Document excerpt:
■ ■ ■ ■ ■

The present invention relates to a variable or stretchable diameter tube for use in a vessel inserted for performing hemodynamic research and related operations. The invention also relates to a method for making said tube.
As is known, in a lot of surgical operations, an access to the hematic flow of the patient is achieved by puncturing an arterial vessel, typically a femoral or radial artery, while holding the vessel in a pervious condition by using a specifically designed introducing or inserter element or device.
Such an inserter element conventionally comprises a medical device adapted to be used in surgical operations, for example in a hemodynamics monitoring operation, an electrocatheter installing operation, a diagnostic test and any interventional surgical procedure in general.
In particular, said inserter is used for inserting, exchanging and monitoring other medical devices, for example catheters and electrodes, installed in a patient vessel.
Such an inserter has generally a variable length, within a length range from 15 to 40 cm.
The inserter, in particular, is characterized by its inner diameter (ID), which precisely defines the size of the device which can be introduced into a given vessel.
The inserter or introducer device is held in an installed condition through the overall surgical procedure duration, and it can be left in situ even for several days from the surgical intervention.
A prior inserter conventionally comprises an extruded tube element, which is extruded from a rigid and low friction material, such as FEP and PTFE, with a comparatively small thickness and a tapering distal part.
Some prior inserters have a stiffened or reinforced construction, that is comprise through their thickness a metal stiffening framework, to prevent the tube from undesirably bulging.
The proximal part of the inserter is usually coupled to a hemostatic valve, which comprises a plastics rigid component including an inner silicone diaphragm, designed for holding the inside of the inserter insulated from the outer environment.
Such a hemostatic valve operates to prevent blood from exiting the vessel and air from entering the latter.
Said valve consists of a pre-etched silicone septum assembly, allowing a preset device to be introduced thereinto, to be held coaxially therewith.
The second or other device, accordingly, is encompassed by a silicone material providing a tight sealing.
Generally, at a lateral position and downstream of said valve, is provided a line contacting the blood and to be used for continuously monitoring the patient blood pressure.

■ ■ ■ ■ ■

Data:
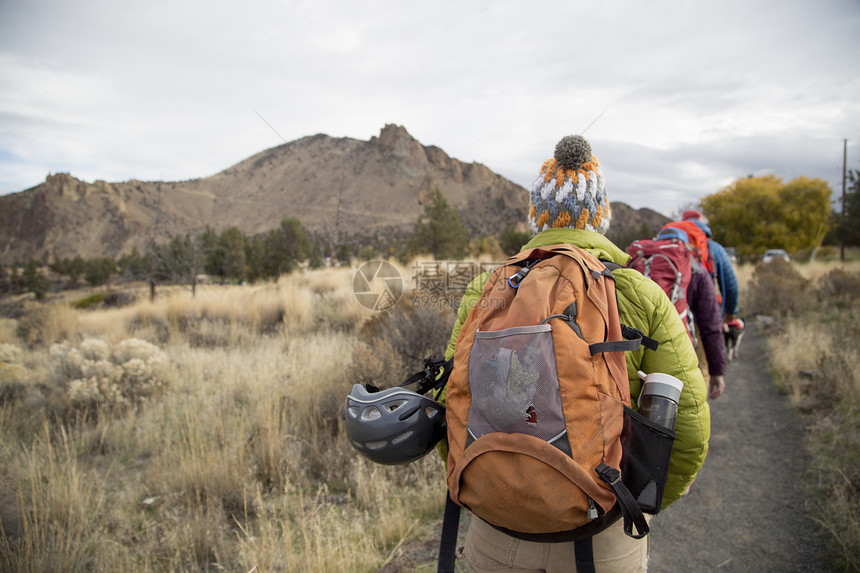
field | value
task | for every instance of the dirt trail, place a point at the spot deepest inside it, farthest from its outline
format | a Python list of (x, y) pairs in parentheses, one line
[(746, 511)]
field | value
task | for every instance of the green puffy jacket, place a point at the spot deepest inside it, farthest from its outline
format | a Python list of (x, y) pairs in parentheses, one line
[(645, 306)]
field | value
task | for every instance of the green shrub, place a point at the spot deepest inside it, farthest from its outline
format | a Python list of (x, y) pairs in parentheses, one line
[(89, 301), (96, 375)]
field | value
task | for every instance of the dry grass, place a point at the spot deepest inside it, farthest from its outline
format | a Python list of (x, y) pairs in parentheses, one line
[(236, 462), (823, 382)]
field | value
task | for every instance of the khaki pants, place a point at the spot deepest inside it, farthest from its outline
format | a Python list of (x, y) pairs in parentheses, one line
[(489, 550)]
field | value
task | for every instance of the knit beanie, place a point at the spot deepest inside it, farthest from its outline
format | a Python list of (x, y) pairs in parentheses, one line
[(569, 190)]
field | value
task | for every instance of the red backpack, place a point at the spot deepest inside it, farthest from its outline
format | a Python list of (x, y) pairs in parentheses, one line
[(697, 239), (667, 260)]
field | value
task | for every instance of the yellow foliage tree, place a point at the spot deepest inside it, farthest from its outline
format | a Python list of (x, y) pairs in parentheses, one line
[(759, 213)]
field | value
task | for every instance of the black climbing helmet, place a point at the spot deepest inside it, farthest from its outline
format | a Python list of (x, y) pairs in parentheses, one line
[(393, 426)]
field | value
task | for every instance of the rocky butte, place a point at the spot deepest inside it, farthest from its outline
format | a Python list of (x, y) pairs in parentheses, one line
[(342, 189)]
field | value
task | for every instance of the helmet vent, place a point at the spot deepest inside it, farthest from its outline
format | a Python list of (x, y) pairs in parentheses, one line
[(371, 413), (402, 437), (393, 405)]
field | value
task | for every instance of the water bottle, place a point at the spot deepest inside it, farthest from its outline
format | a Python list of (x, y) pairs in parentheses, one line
[(658, 400)]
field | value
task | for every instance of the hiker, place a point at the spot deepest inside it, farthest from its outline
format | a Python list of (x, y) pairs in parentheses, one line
[(569, 205), (727, 282), (703, 305)]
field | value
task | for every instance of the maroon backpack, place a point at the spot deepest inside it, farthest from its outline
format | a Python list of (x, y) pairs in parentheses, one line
[(666, 260)]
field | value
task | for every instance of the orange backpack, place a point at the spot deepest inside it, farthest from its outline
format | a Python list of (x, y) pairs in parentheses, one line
[(538, 400)]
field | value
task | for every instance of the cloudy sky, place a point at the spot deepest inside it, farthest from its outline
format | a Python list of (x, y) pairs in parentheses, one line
[(687, 97)]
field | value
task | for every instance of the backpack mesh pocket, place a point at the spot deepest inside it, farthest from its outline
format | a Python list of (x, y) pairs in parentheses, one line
[(514, 384)]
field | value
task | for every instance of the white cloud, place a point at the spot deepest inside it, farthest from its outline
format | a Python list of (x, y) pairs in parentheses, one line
[(694, 95)]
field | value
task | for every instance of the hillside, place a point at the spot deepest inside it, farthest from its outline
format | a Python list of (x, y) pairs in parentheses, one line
[(350, 188)]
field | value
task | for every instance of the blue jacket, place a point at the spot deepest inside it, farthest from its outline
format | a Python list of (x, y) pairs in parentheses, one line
[(725, 273)]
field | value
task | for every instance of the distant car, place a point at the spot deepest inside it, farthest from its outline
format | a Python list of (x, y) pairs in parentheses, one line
[(773, 254), (733, 255)]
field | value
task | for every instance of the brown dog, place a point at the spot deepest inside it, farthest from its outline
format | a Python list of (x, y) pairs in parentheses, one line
[(733, 332)]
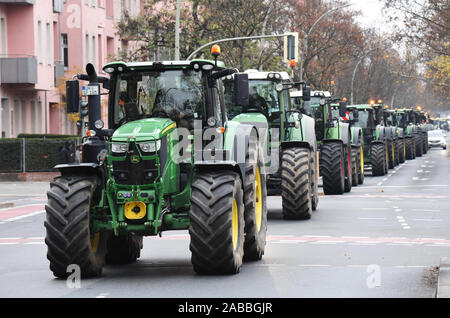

■ ■ ■ ■ ■

Task statement: Please resume the description of the variable-diameter inserter tube, beginning right after its final sentence about the blood pressure monitoring line.

Response to the exercise:
The above mentioned inserter or introducer device is usually located by using the so-called Seldinger's procedure.
According this installing method, the patient is punctured by a puncturing needle to penetrate a patient vessel.
Then, a guide wire having a suitable length is introduced into the needle, thereby locating said guide wire at a desired region of the vessel.
Then, the needle is withdrawn and the introducer-dilator system is caused to slide on the guide wire.
The dilator or dilatator device usually comprises a flexible hose, made of a low friction material, such as PTFE, with a tapering point designed for easily penetrating the vessel, and having a maximum outer diameter equal to the inner diameter of the introducer.
A specifically designed proximal system allows the dilator to be coupled or engaged to and disengaged from the introducer, upon withdrawing it from said introducer.
At the end of such an operation, only the introducer will be held within the patient vessel.
Accordingly, the introducer or inserter must have such a stiffness as to properly oppose the resilient strength of the vessel.
In this connection it should be pointed out that the above mentioned Seldinger's method allows the vessel to be opened by a dilating hole, and not by a cut-through arrangement.
Accordingly, such an operation exploits the deforming resilient capability of the vessel, which would be also very useful at the end of the procedure, for reclosing the vessel.
In this connection it should be apparent that an incision or cut-through would be much more difficult to be healed than a hole.
The vessel, in particular, is closed by applying a manual pressure force, or by a specifically designed closing system such as a percutaneous suturing system or collagen based system.
Sometimes, a set inserter or introducer device must be changed, by replacing it with a larger or smaller diameter inserter, for example for locating or installing ventricular aiding systems, to allow a larger diameter device to be driven through the vessel.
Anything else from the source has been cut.